**Kutipan Teks**
☆ ☆ ☆ ☆

Padahal, Oh Wonder merupakan grup yang terbentuk tanpa sengaja, tapi musik mereka merepresentasikan kedekatan yang personal. Baik antar personil, maupun dengan pendengar musiknya.
Duo yang terdiri dari Josephine Vander Gucht dan Anthony West ini baru saja menghabiskan setahun penuh untuk tour kililing dunia, setelah merilis debut album mereka di akhir tahun 2015 (meski saya lebih senang menjulukinya "kompilasi lagu-lagu alt-pop yang dipaksa dibuat setiap bulannya").
Tahun ini, Oh Wonder akhirnya merilis album betulan yang diberi judul 'Ultralife', sambil bertekad untuk menjauh dari sampel MIDI, suara-suara digital dan memanfaatkan lebih banyak intrumental yang lebih nyata. Tekad ini muncul akibat pertunjukkan live yang tak terhitung jumlahnya yang telah mereka lewati setahun belakangan.
Jadi jangan heran jika Ultralife berisikan serentetan kegembiraan, euforia, dan self-conciousness; yang sebagian besar mereka selesaikan di sebuah rumah sewaan AirBnB di New York, dengan suara bus sebagai background sehari-hari. Hasilnya? Manifesto alt-pop modern ramah telinga, tanpa membuatnya terdengar seperti sampah radio.
Dalam album ini, mereka banyak merenungkan sifat nyata hubungan antar-manusia; terdengar istimewa, terutama jika bicara mengenai dunia tempat kita hidup sebagai manusia-manusia yang lebih banyak menghabiskan waktu berinteraksi dengan smartphone ketimbang sesama.

☆ ☆ ☆ ☆

**Petunjuk Tugas**
Tolong lanjutkan tulisan di atas tentang album Ultralife dari Oh Wonder, mulai tepat setelah kalimat terakhirnya.

Butir data:
☆ ☆ ☆ ☆

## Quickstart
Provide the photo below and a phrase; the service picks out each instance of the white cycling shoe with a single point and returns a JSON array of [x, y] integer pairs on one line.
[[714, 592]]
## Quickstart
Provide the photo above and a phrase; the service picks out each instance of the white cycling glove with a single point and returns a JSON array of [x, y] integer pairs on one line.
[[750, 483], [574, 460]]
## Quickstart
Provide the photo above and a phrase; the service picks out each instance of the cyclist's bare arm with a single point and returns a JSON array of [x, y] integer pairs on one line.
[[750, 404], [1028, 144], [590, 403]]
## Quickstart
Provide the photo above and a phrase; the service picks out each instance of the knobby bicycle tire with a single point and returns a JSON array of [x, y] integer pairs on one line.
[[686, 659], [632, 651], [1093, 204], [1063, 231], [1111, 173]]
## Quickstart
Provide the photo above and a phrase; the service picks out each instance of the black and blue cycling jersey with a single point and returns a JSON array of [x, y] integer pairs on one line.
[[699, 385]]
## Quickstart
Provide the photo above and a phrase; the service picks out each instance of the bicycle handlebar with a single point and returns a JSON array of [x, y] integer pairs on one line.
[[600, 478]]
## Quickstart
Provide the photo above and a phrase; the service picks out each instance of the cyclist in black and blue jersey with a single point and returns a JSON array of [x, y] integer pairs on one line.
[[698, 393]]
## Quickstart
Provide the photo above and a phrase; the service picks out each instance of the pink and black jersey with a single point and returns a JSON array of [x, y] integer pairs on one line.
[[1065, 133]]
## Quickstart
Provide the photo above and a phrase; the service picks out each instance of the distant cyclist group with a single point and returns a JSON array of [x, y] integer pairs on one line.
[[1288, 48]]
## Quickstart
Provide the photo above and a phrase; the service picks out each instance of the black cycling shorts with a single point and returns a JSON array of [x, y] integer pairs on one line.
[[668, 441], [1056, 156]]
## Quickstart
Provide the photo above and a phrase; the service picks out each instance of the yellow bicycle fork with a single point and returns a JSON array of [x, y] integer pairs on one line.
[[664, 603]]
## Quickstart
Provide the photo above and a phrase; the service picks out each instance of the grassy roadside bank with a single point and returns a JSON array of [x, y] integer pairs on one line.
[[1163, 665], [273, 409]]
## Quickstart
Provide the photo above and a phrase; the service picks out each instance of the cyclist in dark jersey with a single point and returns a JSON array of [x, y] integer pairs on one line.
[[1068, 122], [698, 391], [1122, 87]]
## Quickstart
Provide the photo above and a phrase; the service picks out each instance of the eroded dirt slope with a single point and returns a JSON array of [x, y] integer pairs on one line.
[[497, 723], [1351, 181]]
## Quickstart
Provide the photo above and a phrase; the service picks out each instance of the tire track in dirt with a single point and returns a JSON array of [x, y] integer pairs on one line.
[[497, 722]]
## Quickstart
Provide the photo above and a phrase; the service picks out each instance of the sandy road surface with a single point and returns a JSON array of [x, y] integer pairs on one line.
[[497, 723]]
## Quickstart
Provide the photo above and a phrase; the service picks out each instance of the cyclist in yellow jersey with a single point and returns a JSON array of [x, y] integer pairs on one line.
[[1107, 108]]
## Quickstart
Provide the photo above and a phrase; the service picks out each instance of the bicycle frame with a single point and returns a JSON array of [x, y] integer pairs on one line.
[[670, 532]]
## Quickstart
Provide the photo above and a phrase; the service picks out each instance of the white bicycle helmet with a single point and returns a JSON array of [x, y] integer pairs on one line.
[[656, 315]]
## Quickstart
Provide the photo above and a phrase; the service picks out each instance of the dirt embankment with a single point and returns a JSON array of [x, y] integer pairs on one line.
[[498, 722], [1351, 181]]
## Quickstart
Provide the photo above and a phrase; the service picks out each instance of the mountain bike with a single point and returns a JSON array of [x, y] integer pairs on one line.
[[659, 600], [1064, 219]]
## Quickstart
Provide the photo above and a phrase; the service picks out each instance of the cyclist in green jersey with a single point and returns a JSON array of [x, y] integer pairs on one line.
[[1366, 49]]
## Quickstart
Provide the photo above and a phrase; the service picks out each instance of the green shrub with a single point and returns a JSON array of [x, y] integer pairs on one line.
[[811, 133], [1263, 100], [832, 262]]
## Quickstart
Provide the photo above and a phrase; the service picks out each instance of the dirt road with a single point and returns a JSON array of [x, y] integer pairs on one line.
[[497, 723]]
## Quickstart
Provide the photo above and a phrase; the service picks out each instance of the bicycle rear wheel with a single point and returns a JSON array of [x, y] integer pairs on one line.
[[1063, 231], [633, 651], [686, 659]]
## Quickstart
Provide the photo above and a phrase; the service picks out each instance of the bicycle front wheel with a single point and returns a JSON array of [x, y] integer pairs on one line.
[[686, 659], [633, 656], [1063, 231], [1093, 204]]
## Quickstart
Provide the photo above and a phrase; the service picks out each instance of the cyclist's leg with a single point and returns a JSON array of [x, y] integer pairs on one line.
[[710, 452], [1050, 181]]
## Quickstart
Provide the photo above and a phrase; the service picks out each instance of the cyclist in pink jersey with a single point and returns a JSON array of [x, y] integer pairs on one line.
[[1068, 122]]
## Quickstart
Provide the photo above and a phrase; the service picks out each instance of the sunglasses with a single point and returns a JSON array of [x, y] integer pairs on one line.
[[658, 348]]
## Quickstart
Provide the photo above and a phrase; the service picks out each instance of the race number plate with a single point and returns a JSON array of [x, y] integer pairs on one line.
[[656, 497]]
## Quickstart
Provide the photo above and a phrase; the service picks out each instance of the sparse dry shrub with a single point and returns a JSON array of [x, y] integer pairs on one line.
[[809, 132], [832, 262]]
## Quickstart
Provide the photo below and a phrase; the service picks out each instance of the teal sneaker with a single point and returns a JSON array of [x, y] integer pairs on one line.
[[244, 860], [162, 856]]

☆ ☆ ☆ ☆

**Jawaban Tertulis**
Contohnya, lagu berjudul 'High on Humans' dibuat setelah Josephine berbincang seru dengan orang asing tentang saus. Banyak baris lirik yang terdengar catchy untuk ditangkap dari album ini.
Pembuka 'Solo' menggunakan istilah "freedom in the mono" dalam menggambarkan ruang sendiri bagi seorang individu. Josephine dan Anthony juga menuliskan baris "Lovesick the beat inside my head", di single 'Ultralife saat mendeskripsikan perasaan yang muncul ketika Anda menemukan seseorang yang membuat hidup terasa "ultra".
Yang terdengar anomali hanyalah, single kedua 'Lifetimes' yang malah berbicara banyak tentang perubahan iklim. Anthony juga melakukan sedikit rap (yang menurut saya cukup buruk) gara-gara terinspirasi dari album Malibu milik Anderson Paak. Selain Anderson Paak, mereka juga membuat 'Waste' yang mirip eksperimen setelah mendengar Bon Iver di album terakhirnya, 22, A Million (2016).
Tapi pada dasarnya Ultralife bukanlah album yang buruk. Bahkan harus diakui lebih bagus dibandingkan debutnya. Alih-alih mengajarkan bagaimana seorang manusia menjalani kehidupannya, Oh Wonder seakan mengajak kita untuk sejenak merenungkan tentang makna dari pengalaman dan interaksi yang tercipta dari hubungan manusia yang paling dasar.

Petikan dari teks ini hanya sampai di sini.